*GESTELLTE AUFGABE*: Schreib alle Einträge unten Wort für Wort ab. Die Bilder lässt du dabei weg.

[Einträge aus dem Datensatz]
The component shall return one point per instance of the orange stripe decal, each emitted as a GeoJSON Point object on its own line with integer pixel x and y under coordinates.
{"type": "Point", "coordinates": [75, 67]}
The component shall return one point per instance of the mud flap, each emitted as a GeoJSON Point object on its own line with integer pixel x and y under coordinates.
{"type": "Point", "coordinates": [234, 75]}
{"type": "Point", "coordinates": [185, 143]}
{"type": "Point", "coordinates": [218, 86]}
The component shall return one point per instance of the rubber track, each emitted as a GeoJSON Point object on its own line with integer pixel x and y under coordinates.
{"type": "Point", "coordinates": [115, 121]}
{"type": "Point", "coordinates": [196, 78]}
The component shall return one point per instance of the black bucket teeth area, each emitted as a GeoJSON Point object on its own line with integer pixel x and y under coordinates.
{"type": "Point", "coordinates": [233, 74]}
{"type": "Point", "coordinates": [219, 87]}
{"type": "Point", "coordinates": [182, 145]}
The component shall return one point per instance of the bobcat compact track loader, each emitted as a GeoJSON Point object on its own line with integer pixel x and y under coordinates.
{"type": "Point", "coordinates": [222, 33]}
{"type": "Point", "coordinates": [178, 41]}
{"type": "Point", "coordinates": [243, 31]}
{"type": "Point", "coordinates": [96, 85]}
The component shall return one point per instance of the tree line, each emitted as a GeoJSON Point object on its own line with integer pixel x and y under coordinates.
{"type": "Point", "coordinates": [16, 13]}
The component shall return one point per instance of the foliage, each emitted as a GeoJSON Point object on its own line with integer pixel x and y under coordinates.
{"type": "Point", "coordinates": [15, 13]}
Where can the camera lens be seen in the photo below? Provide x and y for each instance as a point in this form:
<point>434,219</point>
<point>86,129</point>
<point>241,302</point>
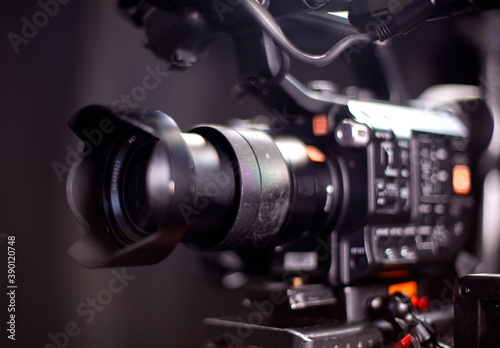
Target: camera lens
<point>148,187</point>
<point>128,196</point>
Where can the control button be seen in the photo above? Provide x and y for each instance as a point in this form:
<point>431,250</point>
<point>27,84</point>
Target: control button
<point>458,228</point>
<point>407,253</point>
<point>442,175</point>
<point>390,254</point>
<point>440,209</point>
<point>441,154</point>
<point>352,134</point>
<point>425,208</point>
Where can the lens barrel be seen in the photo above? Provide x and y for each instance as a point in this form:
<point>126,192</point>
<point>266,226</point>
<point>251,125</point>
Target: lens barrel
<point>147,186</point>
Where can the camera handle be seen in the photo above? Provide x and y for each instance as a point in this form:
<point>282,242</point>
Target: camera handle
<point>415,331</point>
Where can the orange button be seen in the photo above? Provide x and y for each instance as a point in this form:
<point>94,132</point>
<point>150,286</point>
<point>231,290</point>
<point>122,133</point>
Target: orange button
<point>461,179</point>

*RICHTIGE AUSGABE*:
The component shall return one point per instance of the orange stripe decal, each emitted as a GeoJSON Point object on its own line with integer pixel x and y under coordinates.
{"type": "Point", "coordinates": [75, 67]}
The component shall return one point per instance of the mud flap, each emitted as a GeoJSON Point object on its own line with integer pixel x and y under coordinates.
{"type": "Point", "coordinates": [234, 75]}
{"type": "Point", "coordinates": [185, 143]}
{"type": "Point", "coordinates": [218, 86]}
The component shall return one point per instance of the rubber track, each emitted as a GeoJSON Point object on its own line with integer pixel x and y under coordinates.
{"type": "Point", "coordinates": [115, 121]}
{"type": "Point", "coordinates": [196, 78]}
The component shall return one point per instance of the black bucket teeth area, each emitted as a GeoJSON Point object on its own line with integer pixel x and y under coordinates.
{"type": "Point", "coordinates": [233, 74]}
{"type": "Point", "coordinates": [219, 87]}
{"type": "Point", "coordinates": [182, 145]}
The component shall return one point per instance of the bobcat compact track loader, each emitted as a GeoJSON Point object on its own line with integer pixel x and y under coordinates.
{"type": "Point", "coordinates": [222, 33]}
{"type": "Point", "coordinates": [178, 41]}
{"type": "Point", "coordinates": [243, 31]}
{"type": "Point", "coordinates": [96, 85]}
The component shall return one point per instance of the tree line, each emitted as a GeoJSON Point object on its own line with integer pixel x and y under coordinates.
{"type": "Point", "coordinates": [16, 13]}
The component shall return one point per instance of the foliage, each emitted as a GeoJSON Point object on its own line with integer pixel x and y under coordinates.
{"type": "Point", "coordinates": [15, 13]}
Where can the camera lens be seen in the photo below? Provide x and y for each instance as a point in this form:
<point>434,219</point>
<point>86,129</point>
<point>241,302</point>
Target: camera lens
<point>148,187</point>
<point>128,196</point>
Where can the control button be seen in the photo above? Provide x and y for each instance as a point in this form:
<point>431,250</point>
<point>27,84</point>
Target: control button
<point>458,228</point>
<point>407,253</point>
<point>442,175</point>
<point>390,254</point>
<point>440,209</point>
<point>441,154</point>
<point>352,134</point>
<point>425,208</point>
Where can the lens barrel be seen in the photo above? Provide x and y for each instance as a point in this form:
<point>126,192</point>
<point>266,226</point>
<point>251,125</point>
Target: lens barrel
<point>147,186</point>
Where can the camera handle be seen in the photo above? Provide x and y for each instance as a point in this form:
<point>282,242</point>
Target: camera handle
<point>415,331</point>
Where can the orange button be seen in the photo above? Provide x and y for each instance as a point in this form:
<point>94,132</point>
<point>150,286</point>
<point>231,290</point>
<point>122,133</point>
Target: orange button
<point>461,179</point>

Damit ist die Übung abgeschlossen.